What this task involves — Go through the data and tally the lines that include "over". The reply is that number alone.
○ ○ ○ ○
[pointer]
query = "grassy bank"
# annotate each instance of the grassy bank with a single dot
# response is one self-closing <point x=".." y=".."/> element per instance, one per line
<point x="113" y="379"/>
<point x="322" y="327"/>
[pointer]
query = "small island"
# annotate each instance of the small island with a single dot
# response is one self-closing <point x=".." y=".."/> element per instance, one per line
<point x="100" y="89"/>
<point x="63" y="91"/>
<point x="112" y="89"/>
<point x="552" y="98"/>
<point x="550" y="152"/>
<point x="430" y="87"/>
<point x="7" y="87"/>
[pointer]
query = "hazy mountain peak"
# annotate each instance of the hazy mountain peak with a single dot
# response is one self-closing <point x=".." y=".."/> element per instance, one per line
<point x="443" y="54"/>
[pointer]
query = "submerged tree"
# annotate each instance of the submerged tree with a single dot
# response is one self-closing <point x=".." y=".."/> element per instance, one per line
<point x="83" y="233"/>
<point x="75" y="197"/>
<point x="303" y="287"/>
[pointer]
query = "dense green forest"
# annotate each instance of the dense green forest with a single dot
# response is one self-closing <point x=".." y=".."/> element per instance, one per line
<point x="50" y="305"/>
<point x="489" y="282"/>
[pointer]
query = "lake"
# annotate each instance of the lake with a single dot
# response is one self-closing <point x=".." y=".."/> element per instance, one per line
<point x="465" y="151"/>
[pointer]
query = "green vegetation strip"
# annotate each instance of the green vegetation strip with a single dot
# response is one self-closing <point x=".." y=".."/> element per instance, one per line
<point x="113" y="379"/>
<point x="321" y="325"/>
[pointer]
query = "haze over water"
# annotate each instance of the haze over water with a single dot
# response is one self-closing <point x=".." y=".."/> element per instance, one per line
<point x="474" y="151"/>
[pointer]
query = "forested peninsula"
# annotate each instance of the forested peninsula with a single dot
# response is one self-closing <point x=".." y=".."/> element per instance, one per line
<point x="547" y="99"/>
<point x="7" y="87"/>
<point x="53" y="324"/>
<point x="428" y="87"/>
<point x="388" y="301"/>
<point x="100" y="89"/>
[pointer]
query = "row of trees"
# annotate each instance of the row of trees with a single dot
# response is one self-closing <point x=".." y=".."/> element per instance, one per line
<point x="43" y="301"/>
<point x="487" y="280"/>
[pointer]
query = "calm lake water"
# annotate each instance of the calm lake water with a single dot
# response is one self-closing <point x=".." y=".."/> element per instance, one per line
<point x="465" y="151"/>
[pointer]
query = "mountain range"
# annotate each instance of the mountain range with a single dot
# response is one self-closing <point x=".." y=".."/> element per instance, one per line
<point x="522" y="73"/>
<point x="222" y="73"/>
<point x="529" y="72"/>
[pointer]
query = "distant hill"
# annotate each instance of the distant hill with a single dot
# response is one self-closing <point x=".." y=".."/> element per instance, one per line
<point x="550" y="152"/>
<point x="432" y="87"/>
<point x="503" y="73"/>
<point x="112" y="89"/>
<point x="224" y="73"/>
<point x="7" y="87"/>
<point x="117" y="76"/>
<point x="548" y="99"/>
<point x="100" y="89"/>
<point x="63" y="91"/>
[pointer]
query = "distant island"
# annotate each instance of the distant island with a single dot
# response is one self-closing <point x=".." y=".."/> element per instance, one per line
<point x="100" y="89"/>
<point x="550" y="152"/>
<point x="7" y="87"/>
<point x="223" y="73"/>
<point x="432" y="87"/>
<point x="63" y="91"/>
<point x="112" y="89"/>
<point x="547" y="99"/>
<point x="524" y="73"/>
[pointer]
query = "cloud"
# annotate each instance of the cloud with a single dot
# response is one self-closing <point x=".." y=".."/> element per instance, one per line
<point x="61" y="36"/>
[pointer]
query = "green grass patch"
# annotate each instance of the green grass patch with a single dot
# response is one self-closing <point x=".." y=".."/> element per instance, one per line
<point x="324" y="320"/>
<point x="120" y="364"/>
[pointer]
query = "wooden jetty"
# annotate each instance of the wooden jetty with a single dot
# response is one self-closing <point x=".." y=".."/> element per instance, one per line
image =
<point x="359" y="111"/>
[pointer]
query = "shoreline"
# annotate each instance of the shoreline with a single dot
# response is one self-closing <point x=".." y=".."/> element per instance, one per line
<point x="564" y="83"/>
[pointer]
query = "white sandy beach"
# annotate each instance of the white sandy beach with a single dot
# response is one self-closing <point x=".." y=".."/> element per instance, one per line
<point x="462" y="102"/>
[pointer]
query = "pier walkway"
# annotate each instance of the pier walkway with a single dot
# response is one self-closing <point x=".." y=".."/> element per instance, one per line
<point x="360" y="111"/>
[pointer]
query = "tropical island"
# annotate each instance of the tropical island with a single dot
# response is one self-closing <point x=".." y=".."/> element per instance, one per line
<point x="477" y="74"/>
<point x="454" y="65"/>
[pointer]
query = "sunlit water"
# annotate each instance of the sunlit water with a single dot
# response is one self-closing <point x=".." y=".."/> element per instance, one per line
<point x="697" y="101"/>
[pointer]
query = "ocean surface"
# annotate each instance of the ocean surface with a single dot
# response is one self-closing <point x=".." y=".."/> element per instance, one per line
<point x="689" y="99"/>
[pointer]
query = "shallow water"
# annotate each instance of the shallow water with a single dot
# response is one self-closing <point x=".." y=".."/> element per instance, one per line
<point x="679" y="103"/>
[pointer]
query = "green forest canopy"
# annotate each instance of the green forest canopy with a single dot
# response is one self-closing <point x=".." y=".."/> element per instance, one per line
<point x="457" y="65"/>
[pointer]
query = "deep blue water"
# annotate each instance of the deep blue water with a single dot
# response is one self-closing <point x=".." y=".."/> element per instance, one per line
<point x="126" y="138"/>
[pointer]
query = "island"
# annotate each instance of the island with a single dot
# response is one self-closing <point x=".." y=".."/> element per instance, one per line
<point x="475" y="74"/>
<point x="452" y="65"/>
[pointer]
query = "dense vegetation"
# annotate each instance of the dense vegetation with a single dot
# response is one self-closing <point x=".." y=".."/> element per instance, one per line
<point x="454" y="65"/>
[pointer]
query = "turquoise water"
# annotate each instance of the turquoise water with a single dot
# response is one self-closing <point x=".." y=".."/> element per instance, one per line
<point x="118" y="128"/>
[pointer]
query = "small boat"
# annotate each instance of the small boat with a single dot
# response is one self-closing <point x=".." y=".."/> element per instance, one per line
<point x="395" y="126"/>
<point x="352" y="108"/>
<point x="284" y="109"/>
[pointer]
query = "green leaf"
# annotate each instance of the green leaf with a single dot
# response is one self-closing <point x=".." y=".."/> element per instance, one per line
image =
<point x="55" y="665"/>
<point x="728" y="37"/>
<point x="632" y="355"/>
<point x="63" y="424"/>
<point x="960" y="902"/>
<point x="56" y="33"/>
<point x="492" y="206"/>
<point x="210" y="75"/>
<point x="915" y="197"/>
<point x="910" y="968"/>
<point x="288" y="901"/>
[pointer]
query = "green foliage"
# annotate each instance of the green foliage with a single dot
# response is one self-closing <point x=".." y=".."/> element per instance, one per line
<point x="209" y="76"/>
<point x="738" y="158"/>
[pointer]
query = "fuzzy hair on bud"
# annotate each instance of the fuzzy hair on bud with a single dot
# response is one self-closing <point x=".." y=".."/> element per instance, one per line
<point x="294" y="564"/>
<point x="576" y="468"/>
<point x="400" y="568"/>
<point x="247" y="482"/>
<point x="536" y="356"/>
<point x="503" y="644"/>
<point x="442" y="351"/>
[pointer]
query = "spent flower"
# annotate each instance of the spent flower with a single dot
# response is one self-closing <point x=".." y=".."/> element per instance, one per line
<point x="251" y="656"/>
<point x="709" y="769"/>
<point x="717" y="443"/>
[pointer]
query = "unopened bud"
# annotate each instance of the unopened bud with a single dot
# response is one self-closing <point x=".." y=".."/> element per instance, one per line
○ ○ ○ ○
Response to the task — 2